# [EXERCISE REQUIREMENTS]
Find each row below that contains the string "target" and copy those rows in full.

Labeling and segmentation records
----------
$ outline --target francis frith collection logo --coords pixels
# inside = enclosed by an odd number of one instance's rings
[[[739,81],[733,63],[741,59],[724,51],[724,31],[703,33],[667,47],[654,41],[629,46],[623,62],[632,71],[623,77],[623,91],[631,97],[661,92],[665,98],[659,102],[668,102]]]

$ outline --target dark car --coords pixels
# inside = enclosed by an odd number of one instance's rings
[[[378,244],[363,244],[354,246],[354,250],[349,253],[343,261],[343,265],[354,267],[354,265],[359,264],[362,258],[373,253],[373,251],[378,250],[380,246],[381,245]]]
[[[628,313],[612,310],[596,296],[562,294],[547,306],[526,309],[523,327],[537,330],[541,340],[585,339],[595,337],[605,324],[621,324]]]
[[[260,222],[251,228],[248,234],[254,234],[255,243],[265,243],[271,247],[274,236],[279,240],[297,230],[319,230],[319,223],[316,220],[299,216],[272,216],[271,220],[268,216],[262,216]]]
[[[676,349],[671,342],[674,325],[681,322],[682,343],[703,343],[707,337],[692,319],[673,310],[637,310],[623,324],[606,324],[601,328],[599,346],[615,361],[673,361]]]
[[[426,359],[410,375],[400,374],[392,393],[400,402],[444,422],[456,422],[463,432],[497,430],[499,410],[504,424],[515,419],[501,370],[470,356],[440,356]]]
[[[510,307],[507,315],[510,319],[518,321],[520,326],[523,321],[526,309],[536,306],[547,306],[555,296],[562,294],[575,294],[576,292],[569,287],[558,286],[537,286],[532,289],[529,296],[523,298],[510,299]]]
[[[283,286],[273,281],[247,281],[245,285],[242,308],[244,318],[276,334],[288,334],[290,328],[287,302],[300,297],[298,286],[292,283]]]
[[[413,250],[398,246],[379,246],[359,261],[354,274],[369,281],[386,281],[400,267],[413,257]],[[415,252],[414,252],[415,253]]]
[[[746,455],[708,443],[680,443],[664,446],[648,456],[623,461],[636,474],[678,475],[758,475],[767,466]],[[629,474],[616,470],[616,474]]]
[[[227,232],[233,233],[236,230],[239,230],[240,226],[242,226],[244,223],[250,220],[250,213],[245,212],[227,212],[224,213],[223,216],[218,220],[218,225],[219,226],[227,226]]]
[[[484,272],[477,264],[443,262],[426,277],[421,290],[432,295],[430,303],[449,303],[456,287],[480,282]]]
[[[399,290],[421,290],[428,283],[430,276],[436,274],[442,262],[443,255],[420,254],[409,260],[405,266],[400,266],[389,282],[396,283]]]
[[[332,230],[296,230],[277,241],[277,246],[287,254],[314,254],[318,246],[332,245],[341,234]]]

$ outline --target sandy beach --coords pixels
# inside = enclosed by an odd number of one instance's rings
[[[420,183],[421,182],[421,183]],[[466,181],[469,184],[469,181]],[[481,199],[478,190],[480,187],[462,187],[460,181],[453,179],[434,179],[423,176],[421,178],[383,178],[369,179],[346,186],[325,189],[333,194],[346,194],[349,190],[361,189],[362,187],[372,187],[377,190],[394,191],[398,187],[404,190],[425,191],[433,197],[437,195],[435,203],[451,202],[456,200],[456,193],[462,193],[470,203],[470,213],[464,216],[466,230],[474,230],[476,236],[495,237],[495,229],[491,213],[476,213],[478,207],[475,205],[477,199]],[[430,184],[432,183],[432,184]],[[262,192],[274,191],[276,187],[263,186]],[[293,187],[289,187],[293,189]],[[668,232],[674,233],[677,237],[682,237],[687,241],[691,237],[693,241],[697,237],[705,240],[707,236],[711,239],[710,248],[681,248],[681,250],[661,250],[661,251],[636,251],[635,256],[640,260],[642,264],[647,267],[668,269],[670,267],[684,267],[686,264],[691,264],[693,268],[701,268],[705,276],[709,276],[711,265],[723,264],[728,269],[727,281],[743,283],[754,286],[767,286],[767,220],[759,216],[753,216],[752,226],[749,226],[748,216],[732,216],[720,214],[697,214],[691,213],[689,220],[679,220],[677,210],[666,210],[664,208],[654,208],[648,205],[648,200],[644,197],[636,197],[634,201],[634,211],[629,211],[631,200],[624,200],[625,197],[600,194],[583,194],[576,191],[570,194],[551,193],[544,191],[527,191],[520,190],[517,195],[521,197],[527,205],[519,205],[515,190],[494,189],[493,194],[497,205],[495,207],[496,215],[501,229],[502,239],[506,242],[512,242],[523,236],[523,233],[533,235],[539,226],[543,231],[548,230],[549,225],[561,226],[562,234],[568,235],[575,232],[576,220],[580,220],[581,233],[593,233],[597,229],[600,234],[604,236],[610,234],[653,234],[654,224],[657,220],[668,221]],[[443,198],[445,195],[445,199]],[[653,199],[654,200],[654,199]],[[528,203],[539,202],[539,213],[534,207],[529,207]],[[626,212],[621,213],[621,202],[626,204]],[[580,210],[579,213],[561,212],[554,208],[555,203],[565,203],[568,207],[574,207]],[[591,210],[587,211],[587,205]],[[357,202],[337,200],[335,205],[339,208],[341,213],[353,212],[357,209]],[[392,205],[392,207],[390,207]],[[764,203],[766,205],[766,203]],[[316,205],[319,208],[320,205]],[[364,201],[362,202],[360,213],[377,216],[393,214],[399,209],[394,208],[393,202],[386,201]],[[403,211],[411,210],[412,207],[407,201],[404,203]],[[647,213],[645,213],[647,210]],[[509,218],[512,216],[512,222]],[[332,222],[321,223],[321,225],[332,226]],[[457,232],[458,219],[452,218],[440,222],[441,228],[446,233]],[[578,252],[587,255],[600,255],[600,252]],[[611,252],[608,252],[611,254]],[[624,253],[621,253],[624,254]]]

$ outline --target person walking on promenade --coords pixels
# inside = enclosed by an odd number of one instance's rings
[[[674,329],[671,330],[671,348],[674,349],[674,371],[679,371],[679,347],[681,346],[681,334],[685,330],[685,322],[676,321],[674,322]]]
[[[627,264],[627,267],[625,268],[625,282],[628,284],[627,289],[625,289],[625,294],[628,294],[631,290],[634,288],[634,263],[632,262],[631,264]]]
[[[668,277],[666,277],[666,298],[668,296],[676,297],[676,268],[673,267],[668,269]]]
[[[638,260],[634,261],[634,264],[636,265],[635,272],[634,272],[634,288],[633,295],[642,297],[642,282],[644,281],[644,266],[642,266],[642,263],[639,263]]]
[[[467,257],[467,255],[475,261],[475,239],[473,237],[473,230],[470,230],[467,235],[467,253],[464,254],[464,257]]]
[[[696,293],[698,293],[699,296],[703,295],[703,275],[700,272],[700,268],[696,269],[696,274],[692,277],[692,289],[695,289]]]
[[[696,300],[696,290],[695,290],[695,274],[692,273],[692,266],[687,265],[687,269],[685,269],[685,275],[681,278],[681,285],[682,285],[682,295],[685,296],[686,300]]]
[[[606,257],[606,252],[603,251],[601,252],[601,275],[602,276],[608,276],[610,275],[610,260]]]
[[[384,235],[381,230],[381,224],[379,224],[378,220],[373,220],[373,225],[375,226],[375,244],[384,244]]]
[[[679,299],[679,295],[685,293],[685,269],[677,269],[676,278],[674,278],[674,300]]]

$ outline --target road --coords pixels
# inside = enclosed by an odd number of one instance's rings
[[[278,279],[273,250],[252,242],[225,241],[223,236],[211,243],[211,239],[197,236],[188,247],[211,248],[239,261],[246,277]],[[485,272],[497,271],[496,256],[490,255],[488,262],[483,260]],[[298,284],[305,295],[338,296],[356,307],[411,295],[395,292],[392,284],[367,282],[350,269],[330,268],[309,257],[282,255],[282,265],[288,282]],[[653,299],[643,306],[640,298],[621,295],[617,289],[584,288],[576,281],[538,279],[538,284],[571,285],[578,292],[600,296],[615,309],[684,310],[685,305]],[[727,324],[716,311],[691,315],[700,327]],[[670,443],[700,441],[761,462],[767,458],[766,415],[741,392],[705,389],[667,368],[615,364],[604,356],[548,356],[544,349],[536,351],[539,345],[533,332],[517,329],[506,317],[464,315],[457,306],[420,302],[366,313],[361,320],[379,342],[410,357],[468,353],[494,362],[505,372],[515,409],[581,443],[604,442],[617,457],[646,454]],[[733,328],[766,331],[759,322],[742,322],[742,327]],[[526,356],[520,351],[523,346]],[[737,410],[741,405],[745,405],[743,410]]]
----------
# [TASK RESPONSE]
$ outline --target francis frith collection logo --coords pixels
$ outline --target dark car --coords pixels
$ outline --target sandy beach --coords pixels
$ outline --target person walking on promenade --coords pixels
$ outline --target road --coords pixels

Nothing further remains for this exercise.